***** Extract provided *****

Check the specific branch hours before you set out, since chains like Ichiran and Isomaru Suisan vary location by location, and confirm whether the kitchen, not just the bar, is still taking full orders. The New York Grill bar is the exception that needs a booking; the rest take walk-ins, which is the point of them. If you want a proper sit-down earlier in the night, book Den or Narisawa for the first seating and keep these six for after. For more, see the full Tokyo dining guide or the best solo dining tables.
Frequently asked
What is the best late-night restaurant in Tokyo?
Gonpachi Nishi-Azabu is the top late-night room. The soaring three-storey izakaya runs daily until 3:30am with last orders at 3:00am, serving handmade soba, charcoal skewers and tempura in a room famous for inspiring the Kill Bill set in 2003. Expect around 6,000 yen a head. For something even later, Sushi Zanmai at Tsukiji and many Ichiran ramen branches stay open a full 24 hours, so they cover the hours after Gonpachi finally closes.

***** Listed entries *****

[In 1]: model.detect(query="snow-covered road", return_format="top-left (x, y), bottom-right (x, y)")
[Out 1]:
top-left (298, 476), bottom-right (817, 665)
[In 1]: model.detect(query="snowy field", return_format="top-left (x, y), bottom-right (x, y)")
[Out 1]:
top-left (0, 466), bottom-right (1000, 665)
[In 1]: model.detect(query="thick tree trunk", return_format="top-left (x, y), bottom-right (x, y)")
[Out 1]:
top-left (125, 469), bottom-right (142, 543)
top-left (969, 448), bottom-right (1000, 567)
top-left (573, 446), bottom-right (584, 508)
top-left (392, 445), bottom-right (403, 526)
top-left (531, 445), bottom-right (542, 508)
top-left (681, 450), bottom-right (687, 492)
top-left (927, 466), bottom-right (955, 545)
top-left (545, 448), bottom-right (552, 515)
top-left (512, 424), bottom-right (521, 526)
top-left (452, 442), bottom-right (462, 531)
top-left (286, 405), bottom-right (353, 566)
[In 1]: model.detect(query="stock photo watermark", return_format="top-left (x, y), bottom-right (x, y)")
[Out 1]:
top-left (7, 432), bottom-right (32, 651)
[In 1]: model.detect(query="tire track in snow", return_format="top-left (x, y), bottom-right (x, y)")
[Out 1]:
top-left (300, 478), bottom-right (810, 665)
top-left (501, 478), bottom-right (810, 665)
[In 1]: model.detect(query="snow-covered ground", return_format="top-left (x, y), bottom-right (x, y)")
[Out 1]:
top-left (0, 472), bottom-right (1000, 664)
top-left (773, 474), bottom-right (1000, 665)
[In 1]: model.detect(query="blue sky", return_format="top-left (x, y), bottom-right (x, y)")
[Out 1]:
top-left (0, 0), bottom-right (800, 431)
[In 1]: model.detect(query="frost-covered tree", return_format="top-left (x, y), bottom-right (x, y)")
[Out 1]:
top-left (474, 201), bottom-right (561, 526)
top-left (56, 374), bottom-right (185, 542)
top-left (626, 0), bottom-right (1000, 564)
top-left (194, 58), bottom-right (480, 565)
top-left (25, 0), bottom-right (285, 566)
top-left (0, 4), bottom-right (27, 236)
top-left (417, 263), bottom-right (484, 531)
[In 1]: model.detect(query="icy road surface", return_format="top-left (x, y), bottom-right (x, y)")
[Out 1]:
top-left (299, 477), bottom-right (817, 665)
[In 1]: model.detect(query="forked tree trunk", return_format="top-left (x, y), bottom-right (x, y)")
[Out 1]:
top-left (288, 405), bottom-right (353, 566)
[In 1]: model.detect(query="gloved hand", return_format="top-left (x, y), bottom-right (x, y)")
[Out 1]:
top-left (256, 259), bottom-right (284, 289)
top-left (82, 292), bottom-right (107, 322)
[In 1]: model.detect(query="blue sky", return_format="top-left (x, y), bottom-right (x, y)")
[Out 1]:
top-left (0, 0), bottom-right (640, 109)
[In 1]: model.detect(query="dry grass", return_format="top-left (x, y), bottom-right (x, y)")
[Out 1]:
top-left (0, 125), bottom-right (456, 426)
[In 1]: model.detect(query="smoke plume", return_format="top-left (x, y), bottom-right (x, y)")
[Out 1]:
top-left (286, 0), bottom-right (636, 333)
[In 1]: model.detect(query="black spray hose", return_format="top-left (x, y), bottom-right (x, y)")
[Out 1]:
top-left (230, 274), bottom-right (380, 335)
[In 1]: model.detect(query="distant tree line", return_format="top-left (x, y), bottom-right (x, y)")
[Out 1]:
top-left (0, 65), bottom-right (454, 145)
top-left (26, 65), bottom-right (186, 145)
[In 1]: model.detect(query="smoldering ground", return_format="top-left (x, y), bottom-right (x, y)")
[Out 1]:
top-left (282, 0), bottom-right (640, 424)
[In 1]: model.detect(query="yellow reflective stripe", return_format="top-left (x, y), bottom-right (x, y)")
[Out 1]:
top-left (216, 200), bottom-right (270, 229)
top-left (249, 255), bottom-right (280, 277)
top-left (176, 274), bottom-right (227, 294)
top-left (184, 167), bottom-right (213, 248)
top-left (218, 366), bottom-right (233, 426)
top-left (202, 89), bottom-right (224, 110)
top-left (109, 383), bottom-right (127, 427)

*****

• Tasks and exercises:
1 > According to the Tokyo dining text, what time are last orders taken at Gonpachi Nishi-Azabu?
2 > Why does the Tokyo dining text tell readers to check the specific branch hours before they set out?
Rely only on the Tokyo dining text to respond, not on the entries.

• Results in order:
1 > Last orders are at 3:00am.

2 > Readers should check the specific branch hours because chains such as Ichiran and Isomaru Suisan have hours that vary from one location to another.